## Provided text
^^^^
I haven’t been to very many historical sporting events. No World Cup. No Super Bowl. No championship-clinching win. I was there for the final Philadelphia Eagles win at Veterans Stadium in 2002, went to a few NLDS and NLCS games in 2008 as the Phillies rolled towards a title, and attended a few NBA Playoff games, but they were appetizers. The biggest event I’ve ever attended was the final game of Michael Jordan’s career and while that was great, it’s not like it was the 63-point game at the Boston Garden in 1986 or Game 6 of the ’98 Finals in Utah.
It’s possible that the most hyped sporting event I’ve ever attended was a high school basketball game. LeBron James was a star long before he entered the NBA. He was on the cover of Sports Illustrated as a junior. He was such a big deal that ESPN began broadcasting all of his games, one of the first times a network had done that.
So when it was announced that The Chosen One would be playing in Philly at the Palestra in the fourth annual Scholastic Play-by-Play Network Classic, I snatched up tickets.
There was a buzz in the air. The legendary gym had sold out all 9,000 seats. LeBron’s St. Vincent-St. Mary team was 5 – 0 and came from Akron, Ohio, but they would be spending much of their season traveling the country, showcasing one of the best high school prospects ever.
But LeBron wasn’t the only high school star in the building that day.
The team that ostensibly hosted St. Vincent-St. Mary, Strawberry Mansion, wasn’t a pushover. They had won the Philadelphia Public League the year prior and were led by Maureece Rice. The most prolific scorer in the history of Philadelphia high school basketball, Rice’s 2,681 career points is more than even Wilt Chamberlain scored in his time at Overbrook. Unlike James, Rice didn’t have NBA scouts salivating – he was only six-feet tall and thicker than most high school players – but he had an absolutely devastating crossover.
^^^^
## Data segment
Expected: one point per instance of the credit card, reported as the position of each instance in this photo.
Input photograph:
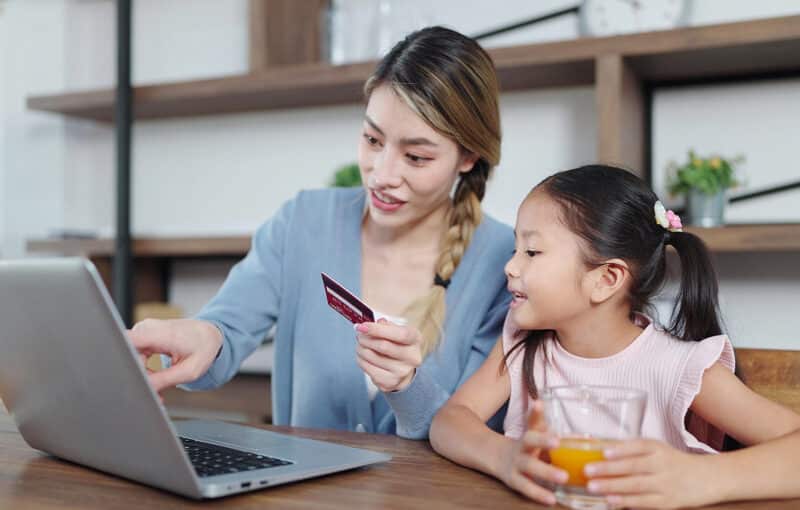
^^^^
## Job A
List every basketball player named in the essay about LeBron James's high school game at the Palestra.
## Job B
Pick up the essay about LeBron James's high school game at the Palestra right after its final sentence and keep writing in the same first-person voice.

## Written answer A
Michael Jordan
LeBron James
Maureece Rice
Wilt Chamberlain

## Written answer B
The game was over quickly. James dominated at the start and then coasted the rest of the way while Rice didn’t score until there was less than a minute left in the third quarter and his team was down by 35.
Fittingly, Allen Iverson was in attendance for the best sequence of the game. And, after waiting and waiting, the fans got to see the two go head-to-head:
After three quarters in which St. Vincent-St. Mary ran away from Strawberry Mansion with its stifling press and its quickness, the crowd erupted in cheers and encouraged James and Rice to go at each other. The two combined for 18 of the 42 points scored in the fourth period.
At one point, James came down the right side of the court, shimmied a bit, and drilled a jumper. But Rice came back at him. Nearly a decade later, a profile of Rice would set the scene:
Nine years ago, inside a cramped, sold-out Palestra, Maureece Rice’s wicked handles added 17-year-old LeBron James as their latest victim. James’ ankles shuffled in confusion before crumbling beneath him. The future NBA scoring champion righted himself with his outstretched palms and bounced back to his feet.
Rice’s ensuing jumper missed the mark. Yet no one seemed to notice. The crowd had been given what it wanted.
The place erupted, but it was far too little, far too late.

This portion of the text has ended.